#### Requirement:
Count the lines in the items below that contain the string "target". Give only the number.

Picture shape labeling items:

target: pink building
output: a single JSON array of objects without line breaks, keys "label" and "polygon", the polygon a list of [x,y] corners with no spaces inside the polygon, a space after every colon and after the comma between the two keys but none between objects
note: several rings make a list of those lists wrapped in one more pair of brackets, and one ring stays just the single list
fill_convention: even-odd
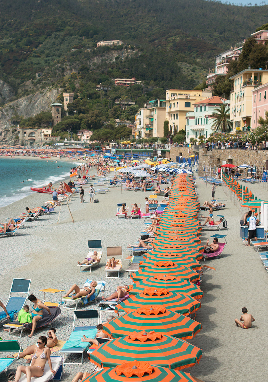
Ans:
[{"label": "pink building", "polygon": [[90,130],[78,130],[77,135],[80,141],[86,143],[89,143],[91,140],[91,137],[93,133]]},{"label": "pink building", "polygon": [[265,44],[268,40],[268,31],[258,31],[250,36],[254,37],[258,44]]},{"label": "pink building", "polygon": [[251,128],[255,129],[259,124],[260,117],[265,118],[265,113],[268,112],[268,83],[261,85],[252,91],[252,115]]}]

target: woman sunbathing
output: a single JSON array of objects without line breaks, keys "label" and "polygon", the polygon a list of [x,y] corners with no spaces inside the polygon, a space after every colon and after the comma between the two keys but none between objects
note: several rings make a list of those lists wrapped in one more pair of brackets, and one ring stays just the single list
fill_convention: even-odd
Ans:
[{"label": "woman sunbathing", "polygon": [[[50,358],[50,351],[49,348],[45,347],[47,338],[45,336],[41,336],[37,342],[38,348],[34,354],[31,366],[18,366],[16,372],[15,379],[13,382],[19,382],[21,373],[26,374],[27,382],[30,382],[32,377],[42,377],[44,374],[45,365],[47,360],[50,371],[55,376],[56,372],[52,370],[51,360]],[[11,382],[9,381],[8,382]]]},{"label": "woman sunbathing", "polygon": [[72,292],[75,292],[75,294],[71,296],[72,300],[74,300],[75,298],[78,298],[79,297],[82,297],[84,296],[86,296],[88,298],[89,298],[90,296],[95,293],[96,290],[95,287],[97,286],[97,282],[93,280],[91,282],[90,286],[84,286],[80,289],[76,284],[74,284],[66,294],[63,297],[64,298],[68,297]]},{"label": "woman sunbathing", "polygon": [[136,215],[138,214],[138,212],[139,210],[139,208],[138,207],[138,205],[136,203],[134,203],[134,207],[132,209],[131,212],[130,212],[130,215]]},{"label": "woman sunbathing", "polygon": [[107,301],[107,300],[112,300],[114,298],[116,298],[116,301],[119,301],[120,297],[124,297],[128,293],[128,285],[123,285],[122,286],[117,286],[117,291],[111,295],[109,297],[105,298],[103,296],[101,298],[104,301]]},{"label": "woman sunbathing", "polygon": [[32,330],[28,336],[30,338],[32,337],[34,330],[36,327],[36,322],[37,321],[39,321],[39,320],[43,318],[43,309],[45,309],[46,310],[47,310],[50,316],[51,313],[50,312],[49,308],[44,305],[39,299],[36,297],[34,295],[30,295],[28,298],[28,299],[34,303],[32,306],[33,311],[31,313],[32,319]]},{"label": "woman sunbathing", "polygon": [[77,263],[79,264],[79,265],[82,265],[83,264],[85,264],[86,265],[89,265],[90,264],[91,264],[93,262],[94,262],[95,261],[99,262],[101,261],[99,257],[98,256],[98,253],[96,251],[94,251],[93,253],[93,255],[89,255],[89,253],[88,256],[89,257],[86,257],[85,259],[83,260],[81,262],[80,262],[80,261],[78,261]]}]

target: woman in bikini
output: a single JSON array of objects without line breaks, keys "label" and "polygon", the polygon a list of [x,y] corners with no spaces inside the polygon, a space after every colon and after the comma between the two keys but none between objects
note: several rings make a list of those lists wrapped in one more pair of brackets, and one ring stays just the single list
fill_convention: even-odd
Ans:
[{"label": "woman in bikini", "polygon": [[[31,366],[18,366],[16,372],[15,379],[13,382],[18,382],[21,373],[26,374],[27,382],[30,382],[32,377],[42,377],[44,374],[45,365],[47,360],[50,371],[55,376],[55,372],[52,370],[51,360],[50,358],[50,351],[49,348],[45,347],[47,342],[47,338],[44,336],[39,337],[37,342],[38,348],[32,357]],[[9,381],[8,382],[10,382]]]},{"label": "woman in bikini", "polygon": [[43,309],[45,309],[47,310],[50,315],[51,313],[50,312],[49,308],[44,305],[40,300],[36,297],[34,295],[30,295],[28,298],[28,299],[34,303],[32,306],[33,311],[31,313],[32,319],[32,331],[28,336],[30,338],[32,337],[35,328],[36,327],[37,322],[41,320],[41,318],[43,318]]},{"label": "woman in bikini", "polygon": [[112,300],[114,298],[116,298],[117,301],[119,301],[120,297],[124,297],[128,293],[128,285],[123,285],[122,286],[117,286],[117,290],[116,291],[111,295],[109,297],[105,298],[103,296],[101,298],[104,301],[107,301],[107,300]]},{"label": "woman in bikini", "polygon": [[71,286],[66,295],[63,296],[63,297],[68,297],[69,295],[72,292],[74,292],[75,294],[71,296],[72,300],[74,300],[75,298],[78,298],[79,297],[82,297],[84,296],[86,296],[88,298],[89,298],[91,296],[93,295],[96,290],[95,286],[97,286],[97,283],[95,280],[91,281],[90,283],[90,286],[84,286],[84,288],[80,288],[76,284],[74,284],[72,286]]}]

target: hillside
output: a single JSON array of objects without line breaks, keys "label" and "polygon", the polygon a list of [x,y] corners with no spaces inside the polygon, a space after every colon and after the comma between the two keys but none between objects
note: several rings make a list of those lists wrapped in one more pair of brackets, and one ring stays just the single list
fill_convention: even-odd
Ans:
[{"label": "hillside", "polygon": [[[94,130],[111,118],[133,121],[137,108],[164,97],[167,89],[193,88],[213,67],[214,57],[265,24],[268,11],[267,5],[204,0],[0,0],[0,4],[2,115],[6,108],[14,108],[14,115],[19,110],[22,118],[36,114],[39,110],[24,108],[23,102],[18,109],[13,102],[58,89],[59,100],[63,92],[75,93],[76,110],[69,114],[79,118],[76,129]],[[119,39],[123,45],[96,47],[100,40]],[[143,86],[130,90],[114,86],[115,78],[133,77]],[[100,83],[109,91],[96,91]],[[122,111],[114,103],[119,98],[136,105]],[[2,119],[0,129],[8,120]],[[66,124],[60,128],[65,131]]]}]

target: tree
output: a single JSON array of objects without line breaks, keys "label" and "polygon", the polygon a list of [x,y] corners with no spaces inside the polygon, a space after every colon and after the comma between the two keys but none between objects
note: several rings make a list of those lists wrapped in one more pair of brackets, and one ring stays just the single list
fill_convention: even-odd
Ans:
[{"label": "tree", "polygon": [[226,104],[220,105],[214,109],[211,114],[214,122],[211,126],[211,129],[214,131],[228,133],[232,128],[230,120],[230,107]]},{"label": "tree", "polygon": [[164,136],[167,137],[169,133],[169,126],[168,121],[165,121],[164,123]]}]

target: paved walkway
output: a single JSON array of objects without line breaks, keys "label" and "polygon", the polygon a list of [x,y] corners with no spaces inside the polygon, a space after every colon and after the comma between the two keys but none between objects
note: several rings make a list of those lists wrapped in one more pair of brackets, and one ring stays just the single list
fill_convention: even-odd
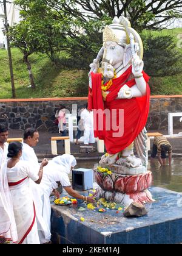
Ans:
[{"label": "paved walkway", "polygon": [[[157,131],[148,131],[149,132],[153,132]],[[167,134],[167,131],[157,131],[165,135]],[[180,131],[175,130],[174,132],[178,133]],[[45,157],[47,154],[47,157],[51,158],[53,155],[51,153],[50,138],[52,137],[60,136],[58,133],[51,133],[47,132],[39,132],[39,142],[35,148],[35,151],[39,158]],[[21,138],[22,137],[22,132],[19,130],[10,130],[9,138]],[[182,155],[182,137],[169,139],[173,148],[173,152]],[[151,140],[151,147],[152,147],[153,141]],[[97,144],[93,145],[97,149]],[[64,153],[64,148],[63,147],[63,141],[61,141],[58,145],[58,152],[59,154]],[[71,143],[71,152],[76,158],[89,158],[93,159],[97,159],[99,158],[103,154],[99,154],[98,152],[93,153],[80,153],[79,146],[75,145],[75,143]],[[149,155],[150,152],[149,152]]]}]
--
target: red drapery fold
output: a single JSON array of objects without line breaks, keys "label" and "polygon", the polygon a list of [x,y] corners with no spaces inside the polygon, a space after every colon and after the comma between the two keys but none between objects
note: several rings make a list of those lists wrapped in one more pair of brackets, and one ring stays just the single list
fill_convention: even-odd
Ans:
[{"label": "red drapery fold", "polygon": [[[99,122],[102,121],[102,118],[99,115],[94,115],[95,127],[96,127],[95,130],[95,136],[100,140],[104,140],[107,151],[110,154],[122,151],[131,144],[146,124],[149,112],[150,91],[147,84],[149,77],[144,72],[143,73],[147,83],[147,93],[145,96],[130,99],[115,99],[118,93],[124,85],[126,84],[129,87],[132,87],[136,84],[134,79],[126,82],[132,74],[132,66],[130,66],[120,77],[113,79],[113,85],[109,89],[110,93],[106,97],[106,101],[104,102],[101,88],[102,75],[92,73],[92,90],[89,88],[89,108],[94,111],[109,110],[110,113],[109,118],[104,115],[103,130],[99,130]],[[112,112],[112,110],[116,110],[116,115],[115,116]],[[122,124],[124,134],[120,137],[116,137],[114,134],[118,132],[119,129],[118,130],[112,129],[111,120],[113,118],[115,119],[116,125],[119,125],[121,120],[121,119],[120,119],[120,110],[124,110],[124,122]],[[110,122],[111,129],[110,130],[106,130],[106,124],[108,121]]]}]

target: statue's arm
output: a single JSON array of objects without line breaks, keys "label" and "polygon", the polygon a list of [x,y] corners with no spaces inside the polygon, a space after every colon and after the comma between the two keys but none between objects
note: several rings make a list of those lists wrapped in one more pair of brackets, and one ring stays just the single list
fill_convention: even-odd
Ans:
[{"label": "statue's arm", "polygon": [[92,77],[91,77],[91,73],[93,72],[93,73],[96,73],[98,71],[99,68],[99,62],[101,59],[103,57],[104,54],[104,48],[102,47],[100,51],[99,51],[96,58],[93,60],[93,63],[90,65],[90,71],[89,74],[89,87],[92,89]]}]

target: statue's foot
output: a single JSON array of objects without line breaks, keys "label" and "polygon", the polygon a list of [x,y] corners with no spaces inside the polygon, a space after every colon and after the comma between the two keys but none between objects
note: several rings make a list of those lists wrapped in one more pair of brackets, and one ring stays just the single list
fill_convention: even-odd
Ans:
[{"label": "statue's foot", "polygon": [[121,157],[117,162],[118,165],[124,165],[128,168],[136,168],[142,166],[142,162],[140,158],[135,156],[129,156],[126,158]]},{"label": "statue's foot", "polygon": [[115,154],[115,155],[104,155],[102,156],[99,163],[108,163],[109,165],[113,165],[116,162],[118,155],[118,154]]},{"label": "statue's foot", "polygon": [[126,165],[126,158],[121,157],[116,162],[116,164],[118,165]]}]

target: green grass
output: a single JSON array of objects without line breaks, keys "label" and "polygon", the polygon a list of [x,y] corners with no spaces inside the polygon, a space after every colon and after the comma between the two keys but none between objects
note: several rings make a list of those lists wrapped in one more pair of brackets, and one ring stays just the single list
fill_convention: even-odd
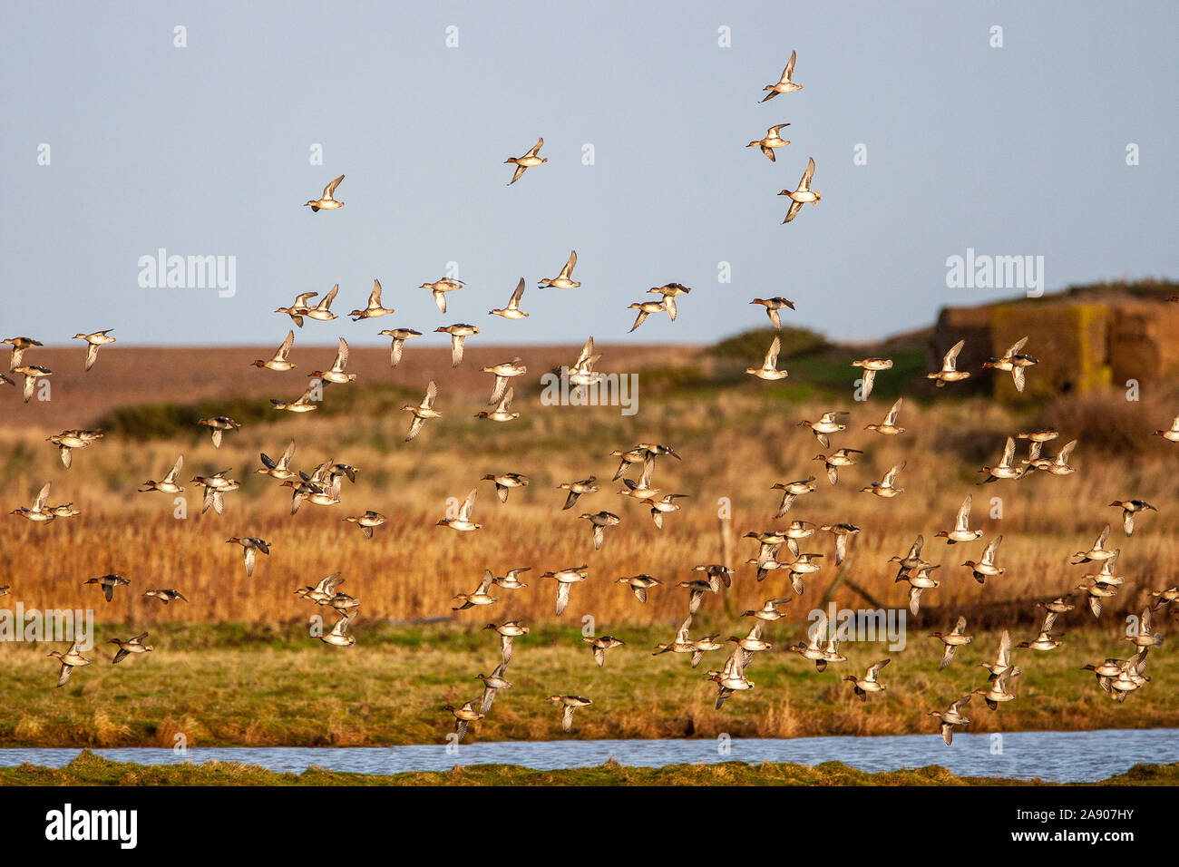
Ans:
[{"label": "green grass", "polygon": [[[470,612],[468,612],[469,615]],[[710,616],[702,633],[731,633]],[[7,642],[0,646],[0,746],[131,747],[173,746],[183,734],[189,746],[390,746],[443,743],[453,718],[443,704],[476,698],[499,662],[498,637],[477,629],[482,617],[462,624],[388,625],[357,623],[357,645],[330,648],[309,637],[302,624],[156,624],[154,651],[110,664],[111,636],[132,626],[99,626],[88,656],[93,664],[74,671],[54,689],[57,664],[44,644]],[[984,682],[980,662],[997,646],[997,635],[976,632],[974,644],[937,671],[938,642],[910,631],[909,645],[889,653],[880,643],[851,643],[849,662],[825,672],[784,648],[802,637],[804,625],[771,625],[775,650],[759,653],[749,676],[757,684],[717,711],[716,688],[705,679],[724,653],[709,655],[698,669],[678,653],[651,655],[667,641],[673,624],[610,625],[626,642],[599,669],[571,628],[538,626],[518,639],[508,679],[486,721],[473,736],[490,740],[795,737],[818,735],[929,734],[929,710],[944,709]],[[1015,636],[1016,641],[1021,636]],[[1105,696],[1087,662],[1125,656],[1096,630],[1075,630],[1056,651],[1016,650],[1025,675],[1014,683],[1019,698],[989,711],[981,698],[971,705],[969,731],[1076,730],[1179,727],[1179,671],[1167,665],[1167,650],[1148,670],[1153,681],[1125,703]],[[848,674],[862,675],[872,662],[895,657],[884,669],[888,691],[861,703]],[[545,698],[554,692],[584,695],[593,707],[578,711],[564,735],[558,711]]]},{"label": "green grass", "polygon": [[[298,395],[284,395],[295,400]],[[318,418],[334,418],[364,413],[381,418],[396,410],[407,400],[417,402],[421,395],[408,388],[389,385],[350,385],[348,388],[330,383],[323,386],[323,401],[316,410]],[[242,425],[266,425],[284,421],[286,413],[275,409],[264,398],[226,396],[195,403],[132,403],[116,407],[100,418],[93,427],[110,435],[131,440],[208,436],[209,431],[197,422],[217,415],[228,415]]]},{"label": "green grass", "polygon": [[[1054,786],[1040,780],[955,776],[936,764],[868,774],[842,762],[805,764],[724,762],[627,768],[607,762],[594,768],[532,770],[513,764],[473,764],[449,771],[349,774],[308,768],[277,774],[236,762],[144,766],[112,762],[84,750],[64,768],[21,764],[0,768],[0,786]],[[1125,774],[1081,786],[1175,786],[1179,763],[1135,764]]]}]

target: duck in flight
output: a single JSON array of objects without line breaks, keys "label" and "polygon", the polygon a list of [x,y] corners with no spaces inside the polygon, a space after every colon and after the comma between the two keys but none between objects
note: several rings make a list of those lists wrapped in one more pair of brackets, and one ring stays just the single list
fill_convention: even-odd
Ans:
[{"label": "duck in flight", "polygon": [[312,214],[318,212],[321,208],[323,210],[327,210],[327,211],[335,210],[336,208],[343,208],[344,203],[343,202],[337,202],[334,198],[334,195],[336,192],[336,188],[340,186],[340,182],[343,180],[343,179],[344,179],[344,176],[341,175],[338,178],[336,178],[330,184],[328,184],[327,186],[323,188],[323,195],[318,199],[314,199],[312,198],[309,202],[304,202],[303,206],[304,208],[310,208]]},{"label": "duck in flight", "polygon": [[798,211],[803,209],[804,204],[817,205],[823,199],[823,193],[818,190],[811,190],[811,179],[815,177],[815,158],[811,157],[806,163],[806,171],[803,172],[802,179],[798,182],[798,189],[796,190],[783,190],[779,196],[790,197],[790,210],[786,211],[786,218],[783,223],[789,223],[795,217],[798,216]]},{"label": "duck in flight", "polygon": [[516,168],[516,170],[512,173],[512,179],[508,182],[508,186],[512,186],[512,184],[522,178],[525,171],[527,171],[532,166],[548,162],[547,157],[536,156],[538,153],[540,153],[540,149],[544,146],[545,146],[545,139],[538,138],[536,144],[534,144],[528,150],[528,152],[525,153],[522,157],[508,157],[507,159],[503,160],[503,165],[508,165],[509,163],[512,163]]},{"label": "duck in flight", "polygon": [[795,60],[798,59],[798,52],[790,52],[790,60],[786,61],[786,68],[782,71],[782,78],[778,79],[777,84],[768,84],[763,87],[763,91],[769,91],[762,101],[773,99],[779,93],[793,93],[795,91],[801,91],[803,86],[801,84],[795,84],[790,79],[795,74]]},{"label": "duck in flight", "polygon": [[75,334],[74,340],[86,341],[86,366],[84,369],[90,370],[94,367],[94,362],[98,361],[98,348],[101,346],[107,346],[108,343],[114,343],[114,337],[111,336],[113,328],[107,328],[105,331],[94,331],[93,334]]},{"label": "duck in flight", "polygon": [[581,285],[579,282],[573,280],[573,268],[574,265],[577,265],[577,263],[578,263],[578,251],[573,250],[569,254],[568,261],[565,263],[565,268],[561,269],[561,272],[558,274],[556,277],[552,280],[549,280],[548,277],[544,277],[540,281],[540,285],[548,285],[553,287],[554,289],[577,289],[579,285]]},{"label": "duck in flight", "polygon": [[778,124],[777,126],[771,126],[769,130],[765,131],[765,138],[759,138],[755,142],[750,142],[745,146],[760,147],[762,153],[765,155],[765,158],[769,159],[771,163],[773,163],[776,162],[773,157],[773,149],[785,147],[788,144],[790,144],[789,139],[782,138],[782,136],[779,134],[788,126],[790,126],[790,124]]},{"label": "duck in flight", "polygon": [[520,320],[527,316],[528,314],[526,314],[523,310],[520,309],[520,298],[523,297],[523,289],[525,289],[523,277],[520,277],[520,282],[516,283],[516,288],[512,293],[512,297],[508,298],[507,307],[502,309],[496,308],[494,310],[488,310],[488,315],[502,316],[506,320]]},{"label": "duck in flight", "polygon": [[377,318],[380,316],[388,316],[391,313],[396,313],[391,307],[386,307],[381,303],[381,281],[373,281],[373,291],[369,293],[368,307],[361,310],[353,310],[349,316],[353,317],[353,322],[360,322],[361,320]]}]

#### The answer:
11